● **CONSEGNA 1**
Raccogli e ricopia ogni riga dei record che contiene la stringa "green", distinguendo tra maiuscole e minuscole.

● **TESTO FORNITO**
_____

L'epocale crisi economica di cui i russi ancora non si rendono conto

Luciano Capone

Le sanzioni fanno calare il prezzo del petrolio russo, ridurre le vendite, diminuire la produzione, contrarre la domande interna, chiudere le fabbriche. il Cremlino prevede un crollo del pil del 10%, ma con l'embargo dell'Ue può arrivare al 15%. È una crisi profonda e strutturale, simile al crollo dell'Urss

L’economia russa sta male e ancora non se n’è accorta. A un primo sguardo, come ripetono i molti che descrivono l’inefficacia delle sanzioni, può sembrare che la Russia si sia adattata alle restrizioni economiche imposte dai paesi occidentali dopo l’invasione dell’Ucraina. Il rublo, che nei primi giorni di guerra era crollato del 40%, ora è tornato ai livelli precedenti. E la Banca centrale russa, che aveva in un colpo solo alzato i tassi d’interesse al 20% per arrestare la fiammata inflattiva, ha poi fatto due tagli prima al 17% e poi al 14%. Inoltre, proprio a causa della crisi geopolitica, l’impennata dei prezzi di gas e petrolio continua a riempire i forzieri del Cremlino. Per giunta, non c’è stato ancora un default né dalle principali città russe arrivano immagini con le file davanti ai negozi o con gli scaffali vuoti.

 

In realtà, gli scricchiolii nella Fortezza Russia iniziano a essere già evidenti, anche perché le conseguenze economiche delle sanzioni tendono a manifestarsi con un leggero ritardo rispetto ai tempi di adozione. Un primo segnale importante arriva dal petrolio, che rappresenta la principale voce dell’export russo e la più importante voce nel campo delle entrate del bilancio federale. Mentre l’Unione europea sta discutendo, non senza difficoltà e divisioni sui tempi e sulle modalità per arrivare a un progressivo embargo del petrolio e dei prodotti derivati russi, le attuali sanzioni stanno già producendo un effetto. Il ministero delle Finanze russo ha comunicato che il prezzo medio del petrolio degli Urali nel mese di aprile è stato di 70,5 dollari al barile, solo 8 dollari in più rispetto allo scorso anno. I 70 dollari al barile di aprile sono circa il 20% in meno della media gennaio-aprile (85 dollari), segno di un declino improvviso del prezzo. Vuol dire che già le sanzioni attuali stanno costringendo Mosca a vendere a sconto di 35-40 dollari rispetto al Brent.

_____

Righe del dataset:
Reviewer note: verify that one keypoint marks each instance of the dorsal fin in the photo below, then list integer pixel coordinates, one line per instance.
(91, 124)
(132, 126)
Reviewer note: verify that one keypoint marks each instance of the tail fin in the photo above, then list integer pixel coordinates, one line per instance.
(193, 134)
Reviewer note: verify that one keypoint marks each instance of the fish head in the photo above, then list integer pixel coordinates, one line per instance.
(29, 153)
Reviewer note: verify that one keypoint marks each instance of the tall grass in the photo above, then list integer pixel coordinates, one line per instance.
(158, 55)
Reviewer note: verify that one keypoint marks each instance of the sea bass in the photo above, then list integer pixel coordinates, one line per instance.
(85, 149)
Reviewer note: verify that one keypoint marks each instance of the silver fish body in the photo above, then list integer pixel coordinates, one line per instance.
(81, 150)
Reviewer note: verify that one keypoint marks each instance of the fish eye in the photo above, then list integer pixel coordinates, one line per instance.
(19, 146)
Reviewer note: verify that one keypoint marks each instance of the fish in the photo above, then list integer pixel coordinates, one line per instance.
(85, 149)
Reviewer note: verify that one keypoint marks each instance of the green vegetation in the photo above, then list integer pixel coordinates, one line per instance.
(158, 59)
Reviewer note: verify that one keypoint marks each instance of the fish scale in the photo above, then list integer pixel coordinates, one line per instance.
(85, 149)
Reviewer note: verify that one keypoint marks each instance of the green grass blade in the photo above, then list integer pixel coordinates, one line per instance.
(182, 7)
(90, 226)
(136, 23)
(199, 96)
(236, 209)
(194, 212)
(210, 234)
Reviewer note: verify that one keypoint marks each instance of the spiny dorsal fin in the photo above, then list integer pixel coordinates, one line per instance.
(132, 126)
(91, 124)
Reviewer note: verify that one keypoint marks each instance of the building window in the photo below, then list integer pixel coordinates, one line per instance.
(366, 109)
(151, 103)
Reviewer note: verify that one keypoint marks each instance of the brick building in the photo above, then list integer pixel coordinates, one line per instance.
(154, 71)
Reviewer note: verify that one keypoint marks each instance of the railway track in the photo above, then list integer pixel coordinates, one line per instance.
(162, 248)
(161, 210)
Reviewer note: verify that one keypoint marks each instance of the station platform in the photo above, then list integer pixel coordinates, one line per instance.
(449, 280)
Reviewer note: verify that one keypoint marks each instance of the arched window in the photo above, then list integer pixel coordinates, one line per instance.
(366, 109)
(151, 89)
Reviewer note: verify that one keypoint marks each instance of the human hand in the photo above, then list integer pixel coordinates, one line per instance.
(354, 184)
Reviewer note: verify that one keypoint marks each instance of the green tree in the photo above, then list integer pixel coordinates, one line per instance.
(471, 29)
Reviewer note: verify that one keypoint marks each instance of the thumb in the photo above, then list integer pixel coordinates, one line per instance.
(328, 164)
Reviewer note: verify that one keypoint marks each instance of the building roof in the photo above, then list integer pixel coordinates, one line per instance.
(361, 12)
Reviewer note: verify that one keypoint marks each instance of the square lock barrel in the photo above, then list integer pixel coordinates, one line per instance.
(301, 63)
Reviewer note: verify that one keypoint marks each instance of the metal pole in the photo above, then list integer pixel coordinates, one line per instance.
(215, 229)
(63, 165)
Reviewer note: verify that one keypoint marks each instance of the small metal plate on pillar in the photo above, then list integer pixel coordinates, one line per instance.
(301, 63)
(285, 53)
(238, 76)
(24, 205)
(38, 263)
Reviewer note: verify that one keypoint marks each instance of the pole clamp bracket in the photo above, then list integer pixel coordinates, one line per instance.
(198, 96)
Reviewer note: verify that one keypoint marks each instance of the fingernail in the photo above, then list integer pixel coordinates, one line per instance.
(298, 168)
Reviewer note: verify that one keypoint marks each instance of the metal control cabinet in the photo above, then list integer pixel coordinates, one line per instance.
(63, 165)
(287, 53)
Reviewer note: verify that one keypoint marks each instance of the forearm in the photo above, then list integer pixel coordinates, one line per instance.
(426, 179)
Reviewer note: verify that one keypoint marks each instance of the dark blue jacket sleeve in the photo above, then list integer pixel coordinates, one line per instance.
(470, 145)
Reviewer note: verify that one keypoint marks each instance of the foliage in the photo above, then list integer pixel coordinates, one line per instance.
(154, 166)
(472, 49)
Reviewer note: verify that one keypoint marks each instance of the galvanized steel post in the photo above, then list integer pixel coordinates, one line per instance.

_____

● **CONSEGNA 2**
Riprendi l'articolo sulla crisi economica russa e proseguilo a partire dalla sua ultima frase.

● **RISPOSTA ATTESA 1**
Reviewer note: verify that one keypoint marks each instance of the green vegetation in the photo above, then list integer pixel coordinates, one line per instance.
Reviewer note: verify that one keypoint marks each instance of the green grass blade in the photo above, then list integer pixel coordinates, one line per instance.
Reviewer note: verify that one keypoint marks each instance of the green tree in the photo above, then list integer pixel coordinates, one line per instance.

● **RISPOSTA ATTESA 2**
All’effetto sul prezzo va aggiunta una riduzione dei volumi, dato che i mercati asiatici non sono in grado di assorbire la riduzione della domanda europea, che porterà a un calo della produzione di 2-3 milioni di barili al giorno. Il ministro delle Finanze Anton Siluanov prevede un calo del 17% della produzione, che la porterebbe al livello più basso da 18 anni. Anche il carbone sta seguendo lo stesso trend: ad aprile le esportazioni sono crollate del 20% (il 9% da inizio anno), a causa del calo degli acquisti in Europa e dell’impossibilità logistica di dirottare le vendite in Asia. Questo ha una ricaduta sulle entrate. Secondo i dati, diffusi ieri, del ministero delle Finanze i ricavi di aprile di gas e petrolio sono stati di 133 miliardi di rubli in meno: secondo le stime preventive l’eccesso dei prezzi energetici rispetto al livello base avrebbe dovuto far fruttare 414 miliardi di rubli ma ne sono entrati nelle casse solo 281 (un terzo in meno).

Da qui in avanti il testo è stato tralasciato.